**Exercise goal:** Copy the material below word for word, starting at the line that contains "Where can the rear windshield" and ending at the end of the material, with both ends included.

[Data material]
::::
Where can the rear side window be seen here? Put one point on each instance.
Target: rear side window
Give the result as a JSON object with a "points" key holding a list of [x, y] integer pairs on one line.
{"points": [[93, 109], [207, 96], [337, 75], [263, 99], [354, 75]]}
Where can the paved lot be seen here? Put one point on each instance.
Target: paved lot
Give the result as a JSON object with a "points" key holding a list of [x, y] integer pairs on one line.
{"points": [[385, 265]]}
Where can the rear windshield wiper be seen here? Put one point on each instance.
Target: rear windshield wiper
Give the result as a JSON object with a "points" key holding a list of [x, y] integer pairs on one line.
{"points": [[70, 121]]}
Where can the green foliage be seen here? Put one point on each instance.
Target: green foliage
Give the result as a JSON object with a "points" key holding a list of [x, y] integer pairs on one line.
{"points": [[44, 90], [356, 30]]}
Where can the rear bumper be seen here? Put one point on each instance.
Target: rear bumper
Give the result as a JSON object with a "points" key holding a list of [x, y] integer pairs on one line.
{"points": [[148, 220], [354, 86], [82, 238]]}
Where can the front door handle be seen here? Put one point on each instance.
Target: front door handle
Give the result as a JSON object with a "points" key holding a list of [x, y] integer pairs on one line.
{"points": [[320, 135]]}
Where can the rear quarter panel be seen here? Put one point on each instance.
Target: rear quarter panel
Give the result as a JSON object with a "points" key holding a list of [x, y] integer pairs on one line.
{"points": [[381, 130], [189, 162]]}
::::
**Full response:**
Where can the rear windshield wiper be seen here? Put one point on each instance.
Target: rear windshield wiper
Give the result as a JSON object with a "points" key holding a list of [x, y] integer pairs on one line.
{"points": [[70, 121]]}
Where can the green foliage be seen here? Put one point on each instance.
Target: green foliage
Give the result as a JSON object with a "points" key holding a list of [x, y] integer pairs on one line.
{"points": [[44, 90], [356, 30]]}
Where can the rear bumper be seen here? Put one point on each instance.
Target: rear bumper
Give the result as a JSON object with a "points" key holding a list of [x, y] integer pairs on one line.
{"points": [[148, 220], [354, 86], [82, 238]]}
Where can the front door handle be seen here? Put one point on each instance.
Target: front door handle
Give the result as a JSON object with a "points" key holding a list of [x, y] integer pairs on one line.
{"points": [[320, 135]]}
Where can the rear quarter panel be seen here? Put one point on each instance.
Target: rear quarter panel
Give the result as a JSON object with a "points" key holding a list of [x, y] integer pairs on one line.
{"points": [[381, 130], [189, 162]]}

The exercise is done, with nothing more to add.